+++ RECORDS TO PROCESS
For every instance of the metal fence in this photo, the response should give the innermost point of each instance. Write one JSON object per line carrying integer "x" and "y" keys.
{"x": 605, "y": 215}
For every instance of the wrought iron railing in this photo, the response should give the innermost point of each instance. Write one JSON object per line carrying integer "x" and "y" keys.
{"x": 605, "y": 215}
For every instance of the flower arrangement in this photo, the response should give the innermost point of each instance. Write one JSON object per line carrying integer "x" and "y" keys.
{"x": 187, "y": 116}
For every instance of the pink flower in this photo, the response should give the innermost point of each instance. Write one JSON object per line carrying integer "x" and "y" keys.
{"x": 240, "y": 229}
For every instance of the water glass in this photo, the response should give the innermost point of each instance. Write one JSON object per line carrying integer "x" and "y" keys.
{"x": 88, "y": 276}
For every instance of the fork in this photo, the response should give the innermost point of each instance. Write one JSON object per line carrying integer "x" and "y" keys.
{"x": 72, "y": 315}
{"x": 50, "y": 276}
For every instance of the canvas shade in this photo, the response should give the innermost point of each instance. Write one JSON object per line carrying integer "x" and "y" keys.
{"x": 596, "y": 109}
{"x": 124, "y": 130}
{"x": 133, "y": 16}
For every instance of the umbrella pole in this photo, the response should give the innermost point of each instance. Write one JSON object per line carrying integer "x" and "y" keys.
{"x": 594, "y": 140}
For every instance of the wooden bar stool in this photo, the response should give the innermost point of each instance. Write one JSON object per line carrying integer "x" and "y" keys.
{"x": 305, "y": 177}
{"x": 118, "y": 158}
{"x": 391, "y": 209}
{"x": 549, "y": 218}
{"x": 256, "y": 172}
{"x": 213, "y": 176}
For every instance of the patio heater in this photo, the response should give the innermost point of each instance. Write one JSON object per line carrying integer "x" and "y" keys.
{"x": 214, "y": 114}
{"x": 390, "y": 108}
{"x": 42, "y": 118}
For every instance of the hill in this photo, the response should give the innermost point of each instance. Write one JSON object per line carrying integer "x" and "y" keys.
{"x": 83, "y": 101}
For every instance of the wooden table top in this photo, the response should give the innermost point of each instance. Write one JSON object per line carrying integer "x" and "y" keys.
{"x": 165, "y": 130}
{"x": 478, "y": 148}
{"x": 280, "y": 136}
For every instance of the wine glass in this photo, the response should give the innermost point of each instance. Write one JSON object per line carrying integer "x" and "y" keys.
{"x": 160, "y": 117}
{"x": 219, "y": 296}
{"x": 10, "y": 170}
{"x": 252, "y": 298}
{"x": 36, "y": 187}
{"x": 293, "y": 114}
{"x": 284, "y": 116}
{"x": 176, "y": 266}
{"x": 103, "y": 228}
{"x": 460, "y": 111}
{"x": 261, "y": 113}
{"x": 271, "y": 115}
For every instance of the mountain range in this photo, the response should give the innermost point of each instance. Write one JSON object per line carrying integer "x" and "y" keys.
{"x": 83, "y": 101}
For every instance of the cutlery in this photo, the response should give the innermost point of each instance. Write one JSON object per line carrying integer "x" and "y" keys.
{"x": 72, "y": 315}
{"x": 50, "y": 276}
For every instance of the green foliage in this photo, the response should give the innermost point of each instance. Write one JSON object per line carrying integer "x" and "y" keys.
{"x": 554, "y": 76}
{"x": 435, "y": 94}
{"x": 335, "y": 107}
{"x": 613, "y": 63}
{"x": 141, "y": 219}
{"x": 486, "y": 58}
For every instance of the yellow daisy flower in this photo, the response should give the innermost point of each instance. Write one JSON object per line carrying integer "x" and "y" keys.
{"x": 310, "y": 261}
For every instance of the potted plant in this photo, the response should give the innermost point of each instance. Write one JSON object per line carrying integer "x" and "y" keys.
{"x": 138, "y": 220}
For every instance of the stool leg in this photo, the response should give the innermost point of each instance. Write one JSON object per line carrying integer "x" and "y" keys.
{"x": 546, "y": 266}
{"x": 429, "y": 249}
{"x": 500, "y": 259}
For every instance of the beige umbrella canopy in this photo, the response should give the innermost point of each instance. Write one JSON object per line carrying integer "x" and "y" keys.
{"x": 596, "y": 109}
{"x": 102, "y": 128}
++++++
### WRITTEN TASK
Please repeat all the records above exactly as they appear.

### THE OUTPUT
For every instance of the metal fence in this photo, the response should give the innermost point of each instance. Write one JSON object per line carrying integer "x" and "y" keys.
{"x": 605, "y": 215}
For every instance of the wrought iron railing in this photo, the response should give the innermost point of each instance. Write one JSON object per line carrying integer "x" and "y" keys.
{"x": 605, "y": 215}
For every instance of the flower arrangement in this photo, the response should give the innermost point of each instance. Write one JSON object per line carrying integer "x" and "y" keys.
{"x": 187, "y": 116}
For every instance of the pink flower in this photo, the response should give the innermost point of each instance. Write one JSON object per line carrying integer "x" and "y" keys.
{"x": 240, "y": 229}
For every instance of the water glass in this photo, the response should give the innermost point of each instance. Write one JSON object per line carrying integer "x" and "y" keys.
{"x": 88, "y": 276}
For every instance of the fork in this photo, the response should give the innermost point of each instance. Write one JSON object per line carrying integer "x" and "y" keys.
{"x": 72, "y": 315}
{"x": 50, "y": 276}
For every instance of the canvas shade in this photo, the response should give the innermost point of each instance. Write one JSON object per line carrying integer "x" and "y" keys.
{"x": 596, "y": 109}
{"x": 124, "y": 130}
{"x": 133, "y": 16}
For every instance of the umbrella pole in this photo, the response should give the innermost point of each instance. Write one JSON object per line carrying integer "x" and "y" keys.
{"x": 594, "y": 140}
For every instance of the wooden bar stool in this photo, the response should give the innermost point of each instance. Write one JSON object per line carrying integer "x" and "y" keys.
{"x": 305, "y": 177}
{"x": 118, "y": 158}
{"x": 391, "y": 209}
{"x": 549, "y": 218}
{"x": 256, "y": 172}
{"x": 213, "y": 176}
For every instance of the patio heater in this photo, the response should give the innermost point of each instance. Write one JSON object per line carrying integer "x" and "y" keys.
{"x": 214, "y": 114}
{"x": 390, "y": 108}
{"x": 42, "y": 118}
For every instance of the hill in this photo, the response should give the innermost point of each instance. Write one JSON object per line carrying integer "x" and "y" keys.
{"x": 83, "y": 101}
For every instance of the wooden table top in this photo, the response should give the innermost point of each instance. Write one JSON object per line carrying integer "x" and "y" keys.
{"x": 165, "y": 130}
{"x": 478, "y": 148}
{"x": 280, "y": 136}
For every instance of the wine glass in this photo, the response should give the innermost point of each instance. Write one JSON object per line carrying integer "x" and "y" keys.
{"x": 160, "y": 117}
{"x": 219, "y": 296}
{"x": 10, "y": 170}
{"x": 252, "y": 298}
{"x": 36, "y": 187}
{"x": 293, "y": 114}
{"x": 284, "y": 116}
{"x": 176, "y": 266}
{"x": 103, "y": 228}
{"x": 460, "y": 111}
{"x": 261, "y": 113}
{"x": 271, "y": 115}
For every instance of the mountain range in this photo, the response should give the innermost point of each instance. Write one JSON object per line carrying integer "x" and "y" keys.
{"x": 83, "y": 101}
For every instance of the cutlery in this photo, the response should give the innermost point of each instance. Write one JSON object per line carrying integer "x" and "y" keys.
{"x": 72, "y": 315}
{"x": 50, "y": 276}
For every instance of the green foliage in this photo, the response should give the innermost point of each instance. Write one JSON object per line carrying integer "x" and "y" keys.
{"x": 554, "y": 76}
{"x": 435, "y": 94}
{"x": 335, "y": 107}
{"x": 613, "y": 63}
{"x": 141, "y": 219}
{"x": 486, "y": 58}
For every instance of the yellow daisy flower in this photo, the response should give the innermost point of each instance. Write one JSON object per line carrying integer "x" and "y" keys.
{"x": 310, "y": 261}
For every instance of the potted plant in this photo, the response should give the innermost point of each instance. Write one JSON object per line carrying integer "x" and "y" keys.
{"x": 138, "y": 220}
For every instance of the stool leg in this photo, the response should give the innermost point of each instance. Write one JSON object per line carrying integer "x" and "y" keys.
{"x": 546, "y": 266}
{"x": 429, "y": 249}
{"x": 500, "y": 259}
For every instance of the beige umbrella canopy in this photo, the response should give the innermost point of each instance. Write one JSON object per line carrying integer "x" and "y" keys.
{"x": 596, "y": 109}
{"x": 102, "y": 128}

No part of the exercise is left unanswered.